DOKUMENT>

==*==

Wie wollen Sie die 16 Kaufleute gewinnen?
Indem wir sie bei der Kaufmannsehre packen. Und indem wir die 16 Namen in besonderer Weise vor uns hertragen. Wir werden die Stifter oft erwähnen, sie mit auf Tournee nehmen, sie vielleicht auch zu einem Netzwerk verbünden, das sich über gesellschafts- und kulturpolitische Themen austauscht, in der Stadt Gewicht haben wird. Wenn wir „nur“ ein Leipziger Klangkörper wären, wäre das sicherlich nicht leicht. Aber weil wir ein globales Unternehmen sind und das Gewandhausorchester durch die ganze Welt tourt, bin ich vorsichtig optimistisch, dass wir unser Ziel erreichen: Die Stiftung Gewandhaus im Jahre 2018.
Ein Jubiläumsjahr.
Richtig. Am 11. März 2018 wird das Orchester 275 Jahre alt.

==*==

DEINE AUFGABE>
Ändere im Text über das Gewandhausorchester den Abschnitt von „Wie wollen Sie“ bis „Ein Jubiläumsjahr.“ und gib ihn wieder, wobei du „Stifter“ durch „Förderer“ ersetzt.

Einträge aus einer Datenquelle
==*==

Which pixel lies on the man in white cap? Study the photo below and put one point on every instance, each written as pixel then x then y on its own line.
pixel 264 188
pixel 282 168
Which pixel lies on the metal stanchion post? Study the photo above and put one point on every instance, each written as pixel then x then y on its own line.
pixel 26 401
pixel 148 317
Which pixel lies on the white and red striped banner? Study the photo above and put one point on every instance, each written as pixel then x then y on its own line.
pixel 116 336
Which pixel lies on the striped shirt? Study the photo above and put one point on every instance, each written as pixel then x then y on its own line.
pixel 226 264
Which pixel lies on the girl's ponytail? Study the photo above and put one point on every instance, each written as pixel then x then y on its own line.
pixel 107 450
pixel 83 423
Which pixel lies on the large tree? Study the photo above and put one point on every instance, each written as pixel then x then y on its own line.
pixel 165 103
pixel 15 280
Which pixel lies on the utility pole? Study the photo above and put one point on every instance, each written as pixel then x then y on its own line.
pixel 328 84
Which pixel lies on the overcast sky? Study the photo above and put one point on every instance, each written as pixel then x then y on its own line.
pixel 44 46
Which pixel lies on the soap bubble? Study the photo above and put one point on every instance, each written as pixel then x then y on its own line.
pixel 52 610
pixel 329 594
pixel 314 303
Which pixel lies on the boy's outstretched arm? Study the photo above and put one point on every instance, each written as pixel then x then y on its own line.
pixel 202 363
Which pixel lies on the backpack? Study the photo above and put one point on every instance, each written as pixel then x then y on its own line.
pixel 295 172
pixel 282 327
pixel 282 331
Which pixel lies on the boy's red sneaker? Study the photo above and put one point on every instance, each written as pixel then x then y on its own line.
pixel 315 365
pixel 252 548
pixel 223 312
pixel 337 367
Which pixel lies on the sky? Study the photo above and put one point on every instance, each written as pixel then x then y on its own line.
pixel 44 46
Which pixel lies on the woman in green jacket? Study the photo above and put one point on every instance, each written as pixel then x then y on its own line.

==*==

LÖSUNG>
Wie wollen Sie die 16 Kaufleute gewinnen?
Indem wir sie bei der Kaufmannsehre packen. Und indem wir die 16 Namen in besonderer Weise vor uns hertragen. Wir werden die Förderer oft erwähnen, sie mit auf Tournee nehmen, sie vielleicht auch zu einem Netzwerk verbünden, das sich über gesellschafts- und kulturpolitische Themen austauscht, in der Stadt Gewicht haben wird. Wenn wir „nur“ ein Leipziger Klangkörper wären, wäre das sicherlich nicht leicht. Aber weil wir ein globales Unternehmen sind und das Gewandhausorchester durch die ganze Welt tourt, bin ich vorsichtig optimistisch, dass wir unser Ziel erreichen: Die Stiftung Gewandhaus im Jahre 2018.
Ein Jubiläumsjahr.